**To be done**.
Continue the passage on State violence and anarchist critique, starting right after its last sentence.

I should note that the mystification of State violence also seems to play an important role in arguments that try to undermine the ideal of a consensual society by appealing to the ignorance, folly, or vice of mortal creatures. Of course we are all prone to ignorance, folly, or vice in this vale of tears. But that is precisely the reason to oppose all forms of coercive power. Every government is run by those same imperfect, sinful people that it supposedly exists to straighten out, and certainly the would-be bellowing blowhard lords of the world are no more immune to pride, cruelty, or sharp dealing than ordinary business-people, workers, etc. Quite the opposite. If it’s utopian to imagine perfecting human nature, then certainly you have every reason to centrally concern yourself with institutions, practices, projects, traditions, etc. which take all the ignorance, folly, and vice of those who come out on top of the power-struggle, and then magnify it, concentrate it, regularize it, and insulate it from both criticism and resistance.

That libertarians are simply more consistent in their advocacy of non-agression is no mind-boggingly unique contribution to political discourse; it’s actually just a preference

I don’t know what you mean by this. Clearly one can have a preference for consistency — I’d hope everyone does — but is the phrase “just a preference” supposed to indicate that preferring consistent application of moral principles over inconsistent application of moral principles isn’t backed by some prior logical and/or moral obligation? That it’s just a matter of taste, like preferring milk over lemon in your tea? If so, why do you believe that? If not, then what work is the word “just” doing here?

And I agree with you that, as distasteful as it may be to us, government is comprised of genuine traditions, norms, and social identity.

Again, I’m confused by what you mean here. Are there libertarians or anarchists who deny that government is comprised of genuine traditions, norms, and social identity? (What then do they believe it is comprised of? Idiosyncratic rather than traditional practice?)

The point of anarchistic critique is not that government somehow exists separately from traditions, norms, and social identity, but rather that some traditions, norms, and ways of understanding your social identity are foolish, vicious, or otherwise objectionable, and in particular that the the statist elements of those traditions, norms, and social identity are in need of critique, reform, or revolutionary transformation.

One realization I’ve come to is that I don’t have a problem with force being exerted by society, so long as it is society, and not a particular class of society, executing the force.

And again, I’m confused by what you mean. Force is never exerted “by society.” It is exerted by individual people who live in a society, and, when it’s coordinated, it is always coordinated by an organized faction within that society (whether spontaneously or deliberately ordered), not by the “society” as a whole. This is no less true of “citizen militias” than it is true of professionalized police or government armies. (Barring universal conscription, there will always be a fair number of people who decline to participate. And there will always be a fair number of people — young children, frail people, paralyzed people, etc. — who are incapable of participating. Aside from any limitations through cultural or institutional prejudice, the nature of the practice necessarily limits participation.)

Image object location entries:
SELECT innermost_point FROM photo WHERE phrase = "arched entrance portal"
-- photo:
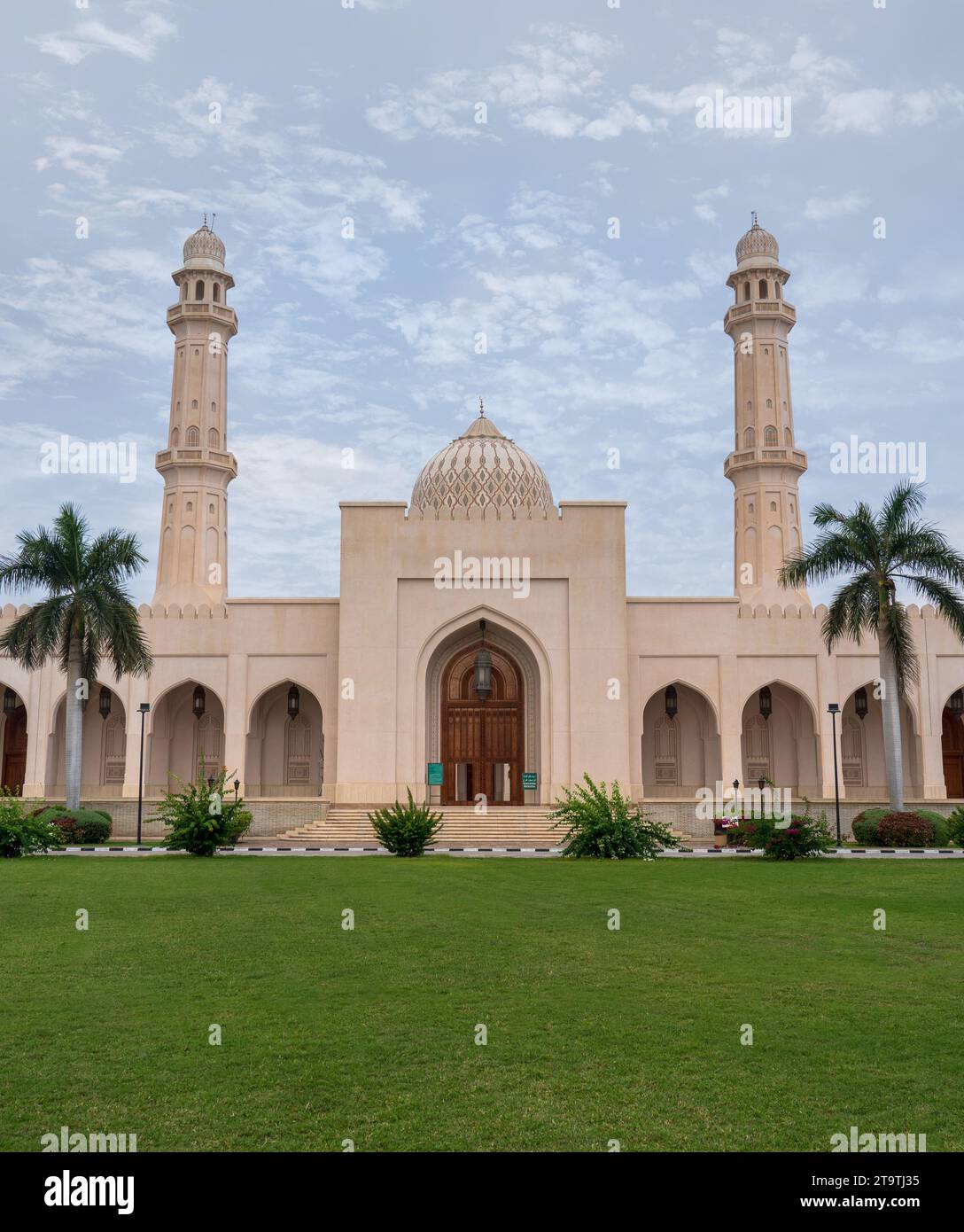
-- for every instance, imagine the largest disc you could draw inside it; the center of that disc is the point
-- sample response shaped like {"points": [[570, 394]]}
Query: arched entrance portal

...

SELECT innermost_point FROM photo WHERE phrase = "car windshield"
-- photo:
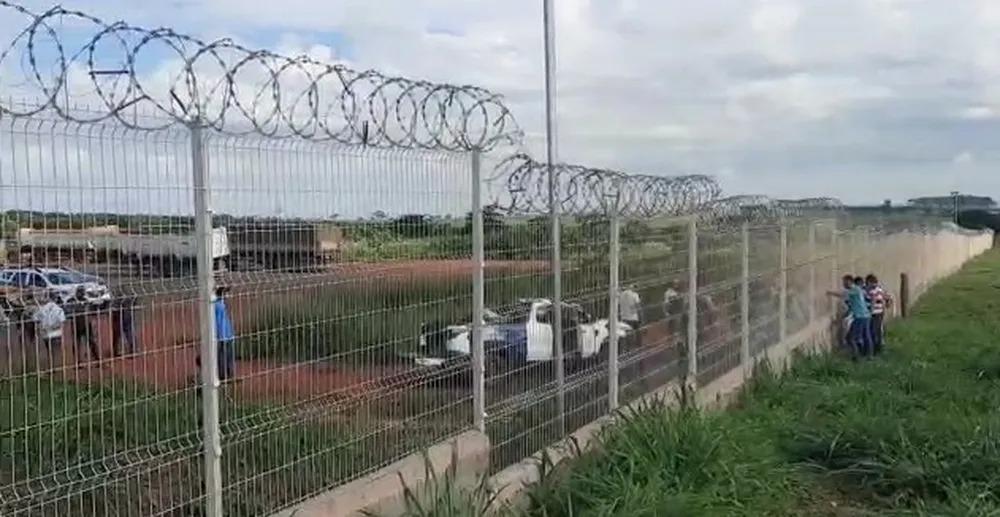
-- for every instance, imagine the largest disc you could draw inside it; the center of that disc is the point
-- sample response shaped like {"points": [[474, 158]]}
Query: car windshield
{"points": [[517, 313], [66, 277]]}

**Exercise result**.
As far as I can see, the only important question here is, not who is or is not exercising the force, but rather how it is being exercised: whether it is being exerted prudently or destructively, and, when it is exerted, whether it is being exerted to vindicate just claims or to violate and suppress just claims. Insofar as there’s a question of “who” involved, it’s only a question of which factions, and which forms of organization, are the most likely to abstain from destructive or aggressive uses of force, and most likely to pursue wise and righteous uses of force. I think the superiority of citizen militias here over unaccountable paramilitary cops or imperial standing armies is obvious, but the reasons for that superiority have little if anything to do with some mythic direction of force by the General Will. It just has to do with what we, each of us individually, in our ordinary lives, are prone to do under different circumstances, when we are dependent on others for our safety, or when we have unaccountable power over others, or when we are able to defend ourselves, or when we are working cooperatively with our neighbors, etc. etc. etc.

John,

The most unfortunate thing about “anarchism” may be the name, which may lead one to believe anarchists are against all gov’t, when really (as I understand it) they are perfectly willing to cooperate with their neighbors for the common good, a good that must inevitably, at times, impinge upon their personal good.

But, John, the reason that anarchists call themselves anarchists is that they are against all government–as they understand government. If you want to introduce your own definition of the word “government,” which includes absolutely any arrangement for cooperation between individual people, no matter how informal, consensual, non-territorial, non-monopolistic, and accountable to external constraints of justice, then you’re free to use the word “government” that way, but your definition of the term (which I think is much further from the common use of the term than anarchists’ definition) would seem to be of little help either in understanding why anarchists call themselves what they call themselves, or in advising them on what they ought to call themselves to maximize clarity.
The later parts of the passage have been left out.